→ **阅读摘录**:
****
Convert Sorted Array to Balanced Binary Search Tree
Given an array where elements are sorted in ascending order, convert it to a height balanced BST.
http://www.lintcode.com/en/problem/convert-sorted-array-to-binary-search-tree-with-minimal-height/
Solution
借鉴binary search的思想。O(n) runtime, O(log n) stack space – Divide and conquer。
class Solution {
public:
/**
* @param A: A sorted (increasing order) array
* @return: A tree node
*/
TreeNode *sortedArrayToBST(vector<int> &A) {
// write your code here
TreeNode *root = NULL;
if (A.size() == 0)
return root;
root = bst(A, 0, A.size()-1);
}
private:
TreeNode *bst(vector<int> &A, int start, int end) {
if(start == end) {
return (new TreeNode(A[start]));
}
if(start > end) return NULL; //刚开始是忘记了这句,那当start>end的时候就退出不了了。
int mid = start+(end-start)/2;
TreeNode *root = new TreeNode(A[mid]);
// int tmp = mid-1<start ? start : mid-1;//新的end是可能小于start的,见上句。
****
→ **提取数据**:
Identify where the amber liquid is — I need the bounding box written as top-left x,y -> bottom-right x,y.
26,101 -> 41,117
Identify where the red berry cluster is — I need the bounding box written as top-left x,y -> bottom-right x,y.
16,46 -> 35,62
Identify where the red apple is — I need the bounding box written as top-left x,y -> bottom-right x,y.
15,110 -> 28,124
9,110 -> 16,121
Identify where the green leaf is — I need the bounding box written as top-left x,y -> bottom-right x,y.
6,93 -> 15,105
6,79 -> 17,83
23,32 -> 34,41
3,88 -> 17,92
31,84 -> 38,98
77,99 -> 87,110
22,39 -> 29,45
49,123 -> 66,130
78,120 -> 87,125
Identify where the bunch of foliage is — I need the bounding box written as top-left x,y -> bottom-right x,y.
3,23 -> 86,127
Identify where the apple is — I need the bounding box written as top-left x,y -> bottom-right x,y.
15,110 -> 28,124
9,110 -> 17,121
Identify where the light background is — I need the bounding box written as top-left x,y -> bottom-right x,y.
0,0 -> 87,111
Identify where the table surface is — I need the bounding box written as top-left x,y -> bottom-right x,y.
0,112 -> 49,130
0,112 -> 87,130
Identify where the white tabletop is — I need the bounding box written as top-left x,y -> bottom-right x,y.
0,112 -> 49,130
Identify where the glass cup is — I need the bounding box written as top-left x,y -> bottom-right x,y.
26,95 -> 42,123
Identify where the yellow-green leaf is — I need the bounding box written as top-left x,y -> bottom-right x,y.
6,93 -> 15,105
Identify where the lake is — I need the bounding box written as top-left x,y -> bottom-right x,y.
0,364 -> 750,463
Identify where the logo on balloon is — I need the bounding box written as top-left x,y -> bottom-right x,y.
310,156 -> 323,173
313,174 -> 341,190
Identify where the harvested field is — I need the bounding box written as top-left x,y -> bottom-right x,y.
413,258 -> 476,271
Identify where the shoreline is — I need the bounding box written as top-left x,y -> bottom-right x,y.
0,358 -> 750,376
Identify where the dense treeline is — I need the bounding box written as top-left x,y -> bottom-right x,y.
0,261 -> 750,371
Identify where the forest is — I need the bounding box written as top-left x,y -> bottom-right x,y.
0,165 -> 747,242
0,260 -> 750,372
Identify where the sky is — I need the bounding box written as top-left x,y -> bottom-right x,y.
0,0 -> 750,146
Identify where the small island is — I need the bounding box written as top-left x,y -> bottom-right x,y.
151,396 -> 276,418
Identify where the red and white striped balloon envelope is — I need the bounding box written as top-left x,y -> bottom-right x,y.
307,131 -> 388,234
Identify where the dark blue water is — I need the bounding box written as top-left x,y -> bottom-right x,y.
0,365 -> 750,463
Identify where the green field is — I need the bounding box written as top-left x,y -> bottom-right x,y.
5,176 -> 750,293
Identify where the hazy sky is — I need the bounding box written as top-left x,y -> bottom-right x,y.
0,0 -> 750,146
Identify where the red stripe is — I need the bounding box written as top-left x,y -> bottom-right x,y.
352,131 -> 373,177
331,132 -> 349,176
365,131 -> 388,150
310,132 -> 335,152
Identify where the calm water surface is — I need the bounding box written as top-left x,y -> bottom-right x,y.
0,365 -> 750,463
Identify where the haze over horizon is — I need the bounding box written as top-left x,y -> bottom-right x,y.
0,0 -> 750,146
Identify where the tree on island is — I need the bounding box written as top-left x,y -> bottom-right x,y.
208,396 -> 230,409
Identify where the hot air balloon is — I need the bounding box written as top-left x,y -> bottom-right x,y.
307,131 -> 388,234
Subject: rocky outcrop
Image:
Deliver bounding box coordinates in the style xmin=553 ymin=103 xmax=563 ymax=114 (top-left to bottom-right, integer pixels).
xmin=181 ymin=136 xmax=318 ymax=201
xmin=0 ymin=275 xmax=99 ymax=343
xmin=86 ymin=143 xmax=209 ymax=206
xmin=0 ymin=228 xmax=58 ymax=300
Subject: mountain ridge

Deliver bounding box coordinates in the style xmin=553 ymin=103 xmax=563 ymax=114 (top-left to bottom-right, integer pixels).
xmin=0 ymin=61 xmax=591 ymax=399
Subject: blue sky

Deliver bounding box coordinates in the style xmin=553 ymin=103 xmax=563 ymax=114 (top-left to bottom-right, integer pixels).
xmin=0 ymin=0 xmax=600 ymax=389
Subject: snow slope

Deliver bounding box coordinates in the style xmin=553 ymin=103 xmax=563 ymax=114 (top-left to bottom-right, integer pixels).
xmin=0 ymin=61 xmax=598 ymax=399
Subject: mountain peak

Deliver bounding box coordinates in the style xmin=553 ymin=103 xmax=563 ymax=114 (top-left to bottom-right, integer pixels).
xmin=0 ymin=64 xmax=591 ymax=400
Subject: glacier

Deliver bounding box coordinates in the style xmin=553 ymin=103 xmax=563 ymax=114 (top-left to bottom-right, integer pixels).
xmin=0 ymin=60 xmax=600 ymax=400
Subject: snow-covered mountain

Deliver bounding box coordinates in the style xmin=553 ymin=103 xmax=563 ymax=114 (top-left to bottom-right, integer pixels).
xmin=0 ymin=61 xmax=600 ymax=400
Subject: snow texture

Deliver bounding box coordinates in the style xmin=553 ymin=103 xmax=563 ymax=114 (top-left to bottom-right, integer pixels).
****
→ **任务目标**:
请列出阅读摘录中私有函数 bst 的全部参数，并注明每个参数的类型。

→ **结果如下**:
vector<int> &A、int start、int end